(Passage shown begins)

The lady was quite correct, of course, and the Frau and I are prudently stockpiling things that we regard as essential, and likely soon to be in post-Brexit short supply.
In alphabetical order, our stockpile now contains:
- Fat balls for the birds: Much loved by the bluetits, the starlings seem able to defeat the counter-squirrel measures, and the little ones don't get much of a look-in.
- Guitars: it will be important to be able to make our own entertainment in the bleak desert-island future, so we have amassed more guitars than we properly need. Actually, one of them belongs to Ben, while another is held together by half an Embassy Regal packet [circa 1972].
- Pickled beetroot: In point of fact, it looks like a stockpile but a better explanation is that we forgot how much we had, and it is stored in a dark corner on a top shelf, which only 50% of us have any chance of reaching. It's home produce, so all in all, a Very Good Thing.
- Prescription pharmaceuticals [various]: The merit of repeat prescriptions is that the GP will routinely sign them off because we are obviously to be trusted and it would take time to check our aggregate consumption.

(Passage shown ends)

#### Study questions
1 > Summarize the stockpiling passage in two sentences.
2 > Answer these questions from the stockpiling passage:
(a) Which birds seem able to defeat the counter-squirrel measures?
(b) What holds one of the guitars together?
(c) Where is the pickled beetroot stored?
3 > Extend the stockpiling passage onward from its last sentence.
The items below come from an unrelated source.

(Provided data begins)

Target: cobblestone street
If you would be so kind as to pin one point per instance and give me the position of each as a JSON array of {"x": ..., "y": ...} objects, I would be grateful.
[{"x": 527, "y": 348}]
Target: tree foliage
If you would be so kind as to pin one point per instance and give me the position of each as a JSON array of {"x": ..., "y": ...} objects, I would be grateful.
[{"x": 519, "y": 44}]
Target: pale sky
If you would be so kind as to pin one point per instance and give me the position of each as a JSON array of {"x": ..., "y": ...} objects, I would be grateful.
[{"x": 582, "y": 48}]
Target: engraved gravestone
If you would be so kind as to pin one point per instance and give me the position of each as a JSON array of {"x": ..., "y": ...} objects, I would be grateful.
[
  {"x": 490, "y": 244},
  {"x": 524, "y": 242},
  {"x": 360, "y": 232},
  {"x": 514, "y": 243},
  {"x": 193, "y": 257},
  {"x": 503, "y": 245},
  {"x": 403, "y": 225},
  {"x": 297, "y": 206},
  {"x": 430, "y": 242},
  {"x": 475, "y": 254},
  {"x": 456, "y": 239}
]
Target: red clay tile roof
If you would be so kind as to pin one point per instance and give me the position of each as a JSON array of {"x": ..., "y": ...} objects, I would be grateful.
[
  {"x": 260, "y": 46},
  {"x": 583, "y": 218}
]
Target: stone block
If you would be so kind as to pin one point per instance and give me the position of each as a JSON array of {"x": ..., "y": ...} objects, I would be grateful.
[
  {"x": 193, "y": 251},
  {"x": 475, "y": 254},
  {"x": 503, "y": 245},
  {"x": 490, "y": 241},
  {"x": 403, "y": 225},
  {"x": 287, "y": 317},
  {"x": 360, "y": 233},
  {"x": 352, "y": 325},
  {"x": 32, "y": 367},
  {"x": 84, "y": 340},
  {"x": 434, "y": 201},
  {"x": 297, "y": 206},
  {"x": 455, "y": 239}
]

(Provided data ends)

#### Results of the exercise
1 > The writer and the Frau are stockpiling goods they regard as essential and expect to be in short supply after Brexit. Listed in alphabetical order, their stockpile contains fat balls for the birds, guitars, pickled beetroot, and various prescription pharmaceuticals.

2 >
(a) The starlings.
(b) Half an Embassy Regal packet, circa 1972.
(c) In a dark corner on a top shelf.

3 >
- Rock salt: Which takes us back to Thatcher. During the 1974 Sugar Shortage I worked for British Rail Catering on York station, and had access to a limitless supply of sugar cubes, easily converted back to sugar with the aid of a rolling pin. Later that summer, a newspaper floated the possibility of a salt shortage, and within days supermarket shelves had been cleaned of the stuff. You can't be too careful [although I believe the wet bit to the west of Aberystwyth still contains a fair amount of it].
- Wholewheat Fusilli: Clearly an "at risk" foodstuff. We have cornered, we believe, Ceredigion's entire stock of the unusual reverse-threaded spiral variety.
In other measures, we continue to nurture an indoor slug population, so if things become desperate we have a source of protein [always assuming we can catch one - they seem to move at quite a pace].